***** Input data *****

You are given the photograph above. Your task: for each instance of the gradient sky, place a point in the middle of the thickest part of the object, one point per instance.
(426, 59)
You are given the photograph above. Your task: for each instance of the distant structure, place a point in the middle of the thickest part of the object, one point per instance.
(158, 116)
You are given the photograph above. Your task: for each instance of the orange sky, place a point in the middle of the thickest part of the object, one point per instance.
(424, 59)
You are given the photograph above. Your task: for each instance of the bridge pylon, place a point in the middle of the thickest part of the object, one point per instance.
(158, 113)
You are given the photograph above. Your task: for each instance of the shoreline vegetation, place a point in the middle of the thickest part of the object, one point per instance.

*****

Written problem: Rewrite every line of the items above, requests included, with each point coordinate in the answers multiplied by 1.8 and rounded to the nearest whole number, halves rounding up.

Solution to this problem:
You are given the photograph above. Your task: for each instance of the gradient sky, place a point in the middle of the thickest part of the object, one point per instance.
(767, 106)
You are given the photograph above. Your task: for each instance of the distant structure, place a point in the middle of the thickest part of the object, one point per instance.
(284, 209)
You are given the photograph above. Your task: for each instance of the orange sky, place a point in the middle of the thickest part of the object, one point per instance.
(763, 106)
You are given the photograph above. Your task: for each instance of the bridge pylon, place a point in the middle of the thickest part of the object, one point per instance.
(284, 203)
You are given the photograph above. Your task: for each instance of the shoreline vegetation, place a point in the middle of the thickest part of the object, one point per instance.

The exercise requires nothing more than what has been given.